The Bank Secrecy Act and Money Laundering Laws
The Bank Secrecy Act was enacted by Congress in 1970. This act requires every financial institution within the United States to file a Currency Transaction Report with the Internal Revenue Service for each transaction in currency of more than $10,000 not exempted by the United States Treasury Department.
The Money Laundering Prosecution Improvements Act requires financial institutions, typically banks, to verify and record the identity of the purchaser upon the issuance or sale of bank checks or drafts, cashier's checks, traveler's checks, or money orders involving $3,000 or more in cash. Institutions also must verify and record the identity of the originator and beneficiary of certain funds transfers.

-*-*-

**CHALLENGES:**
**1)** Please repeat the stretch of the Bank Secrecy Act text from "The Bank Secrecy Act and" through "States Treasury Department." word for word.
**2)** Using the Bank Secrecy Act text, answer each question below.
(a) In what year did Congress enact the Bank Secrecy Act?
(b) With which agency must a Currency Transaction Report be filed?
(c) What amount in cash requires a bank to verify and record the purchaser's identity when selling a cashier's check?

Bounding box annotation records
-*-*-

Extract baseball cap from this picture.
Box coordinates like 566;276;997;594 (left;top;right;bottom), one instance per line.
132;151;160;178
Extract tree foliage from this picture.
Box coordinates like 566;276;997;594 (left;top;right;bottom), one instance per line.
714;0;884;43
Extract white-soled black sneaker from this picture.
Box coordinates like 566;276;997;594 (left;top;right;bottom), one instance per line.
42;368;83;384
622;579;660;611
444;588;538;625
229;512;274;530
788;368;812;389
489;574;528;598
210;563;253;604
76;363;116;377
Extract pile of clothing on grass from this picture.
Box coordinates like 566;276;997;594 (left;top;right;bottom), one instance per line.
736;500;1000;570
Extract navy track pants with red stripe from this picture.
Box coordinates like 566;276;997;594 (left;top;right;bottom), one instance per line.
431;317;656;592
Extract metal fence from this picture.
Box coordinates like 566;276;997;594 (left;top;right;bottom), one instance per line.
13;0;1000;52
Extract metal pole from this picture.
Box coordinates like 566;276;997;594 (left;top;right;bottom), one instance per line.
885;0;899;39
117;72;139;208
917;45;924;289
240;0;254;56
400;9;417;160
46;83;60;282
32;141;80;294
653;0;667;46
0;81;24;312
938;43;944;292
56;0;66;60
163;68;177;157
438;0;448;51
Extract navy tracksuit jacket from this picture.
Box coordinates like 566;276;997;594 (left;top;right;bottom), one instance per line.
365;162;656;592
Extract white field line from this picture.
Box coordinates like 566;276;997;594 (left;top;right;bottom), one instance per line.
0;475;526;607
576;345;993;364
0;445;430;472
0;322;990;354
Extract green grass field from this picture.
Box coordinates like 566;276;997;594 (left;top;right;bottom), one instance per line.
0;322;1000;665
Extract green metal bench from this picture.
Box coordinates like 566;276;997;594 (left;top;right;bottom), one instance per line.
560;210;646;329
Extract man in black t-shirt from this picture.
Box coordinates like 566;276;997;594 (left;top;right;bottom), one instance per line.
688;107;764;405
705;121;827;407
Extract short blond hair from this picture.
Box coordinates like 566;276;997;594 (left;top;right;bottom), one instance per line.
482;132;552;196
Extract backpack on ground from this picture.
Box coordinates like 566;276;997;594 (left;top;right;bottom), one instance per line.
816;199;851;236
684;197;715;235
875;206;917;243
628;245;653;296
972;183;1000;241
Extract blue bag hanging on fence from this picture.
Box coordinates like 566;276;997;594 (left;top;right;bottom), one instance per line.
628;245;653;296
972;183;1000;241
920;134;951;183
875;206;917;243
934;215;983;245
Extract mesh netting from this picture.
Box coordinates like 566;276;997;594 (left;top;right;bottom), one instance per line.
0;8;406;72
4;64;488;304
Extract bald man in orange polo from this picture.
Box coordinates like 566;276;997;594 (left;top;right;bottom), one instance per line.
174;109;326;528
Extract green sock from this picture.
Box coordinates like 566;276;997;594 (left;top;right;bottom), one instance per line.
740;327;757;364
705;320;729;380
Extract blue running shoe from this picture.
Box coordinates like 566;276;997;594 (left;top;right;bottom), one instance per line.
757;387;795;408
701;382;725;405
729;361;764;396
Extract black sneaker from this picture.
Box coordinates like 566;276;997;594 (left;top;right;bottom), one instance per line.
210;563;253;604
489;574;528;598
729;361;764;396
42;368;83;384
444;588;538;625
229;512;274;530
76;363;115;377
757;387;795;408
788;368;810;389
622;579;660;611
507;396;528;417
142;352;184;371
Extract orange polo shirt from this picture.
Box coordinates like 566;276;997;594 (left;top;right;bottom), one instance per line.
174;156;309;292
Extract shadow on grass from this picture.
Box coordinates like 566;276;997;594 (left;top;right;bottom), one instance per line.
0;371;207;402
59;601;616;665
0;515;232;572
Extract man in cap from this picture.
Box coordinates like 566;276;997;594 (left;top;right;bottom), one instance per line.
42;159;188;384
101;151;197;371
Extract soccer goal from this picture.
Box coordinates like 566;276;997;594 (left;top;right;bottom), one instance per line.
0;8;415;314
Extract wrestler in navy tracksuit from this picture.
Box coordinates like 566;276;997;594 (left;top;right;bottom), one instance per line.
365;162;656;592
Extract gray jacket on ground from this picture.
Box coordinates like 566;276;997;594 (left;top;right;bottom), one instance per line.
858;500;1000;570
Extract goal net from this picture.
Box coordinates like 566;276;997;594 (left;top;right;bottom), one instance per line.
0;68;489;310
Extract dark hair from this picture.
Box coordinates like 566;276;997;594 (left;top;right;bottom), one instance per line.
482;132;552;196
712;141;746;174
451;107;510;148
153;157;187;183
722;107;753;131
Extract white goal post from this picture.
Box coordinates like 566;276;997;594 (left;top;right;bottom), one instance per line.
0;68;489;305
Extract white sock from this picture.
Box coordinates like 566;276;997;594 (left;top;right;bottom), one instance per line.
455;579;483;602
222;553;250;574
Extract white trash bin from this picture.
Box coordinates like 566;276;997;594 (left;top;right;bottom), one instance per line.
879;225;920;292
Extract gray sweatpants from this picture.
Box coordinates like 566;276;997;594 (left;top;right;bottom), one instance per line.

-*-*-

**RESPONSES:**
**1)**
The Bank Secrecy Act and Money Laundering Laws
The Bank Secrecy Act was enacted by Congress in 1970. This act requires every financial institution within the United States to file a Currency Transaction Report with the Internal Revenue Service for each transaction in currency of more than $10,000 not exempted by the United States Treasury Department.

**2)**
(a) 1970
(b) The Internal Revenue Service
(c) $3,000 or more